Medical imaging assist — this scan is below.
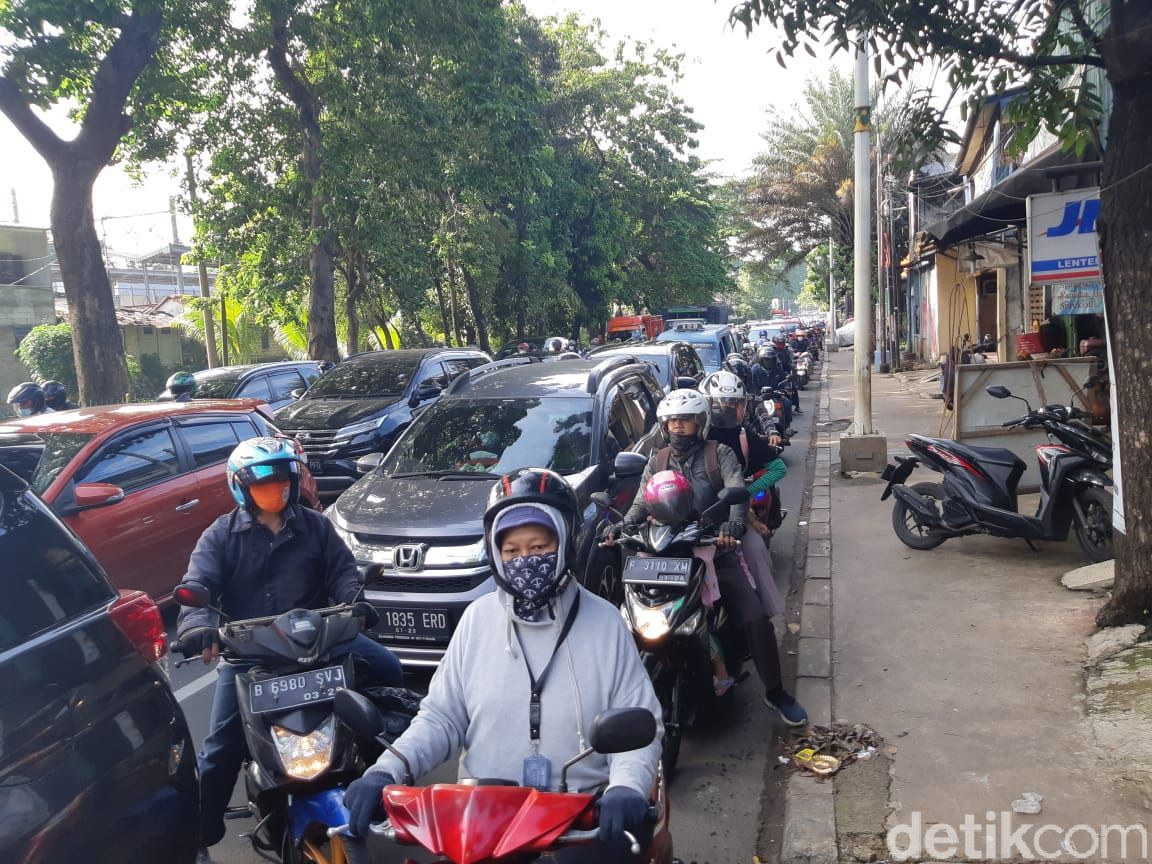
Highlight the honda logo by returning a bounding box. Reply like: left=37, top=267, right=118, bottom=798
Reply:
left=392, top=543, right=424, bottom=570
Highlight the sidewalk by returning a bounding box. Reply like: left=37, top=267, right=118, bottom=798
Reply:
left=782, top=351, right=1152, bottom=862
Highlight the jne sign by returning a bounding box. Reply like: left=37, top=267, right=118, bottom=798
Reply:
left=1028, top=187, right=1100, bottom=283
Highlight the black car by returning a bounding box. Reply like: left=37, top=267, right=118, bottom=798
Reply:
left=275, top=348, right=492, bottom=499
left=589, top=339, right=705, bottom=391
left=0, top=468, right=199, bottom=864
left=327, top=357, right=662, bottom=666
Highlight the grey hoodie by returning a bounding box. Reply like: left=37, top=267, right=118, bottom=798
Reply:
left=371, top=583, right=664, bottom=796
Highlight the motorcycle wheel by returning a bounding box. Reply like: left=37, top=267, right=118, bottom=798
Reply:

### [Required task]
Render every line of the entries above as a numbered list, skipping blank lines and leaving out the pictures.

### [Full output]
1. Medical imaging assist — this scan is below.
2. Highlight the honda logo by returning a bounding box. Reply like: left=37, top=267, right=118, bottom=798
3. Reply:
4. left=392, top=543, right=424, bottom=570
5. Highlight the sidewalk by returning a bounding box. Reply like: left=37, top=267, right=118, bottom=798
6. Reply:
7. left=782, top=351, right=1152, bottom=862
8. Highlight the jne sign by returning a bounding box. Reply like: left=37, top=267, right=118, bottom=798
9. Reply:
10. left=1028, top=187, right=1100, bottom=283
11. Highlight the black car by returning a bounding box. Reply like: left=37, top=267, right=118, bottom=798
12. Reply:
13. left=275, top=348, right=492, bottom=499
14. left=589, top=339, right=705, bottom=391
15. left=0, top=468, right=199, bottom=864
16. left=327, top=357, right=662, bottom=666
17. Highlight the grey hoodie by returning a bounding box. Reply like: left=37, top=267, right=118, bottom=798
18. Reply:
19. left=371, top=583, right=664, bottom=796
20. Highlight the motorcycle wheel by returning a bounding box. Reply like: left=37, top=267, right=118, bottom=798
21. Reply:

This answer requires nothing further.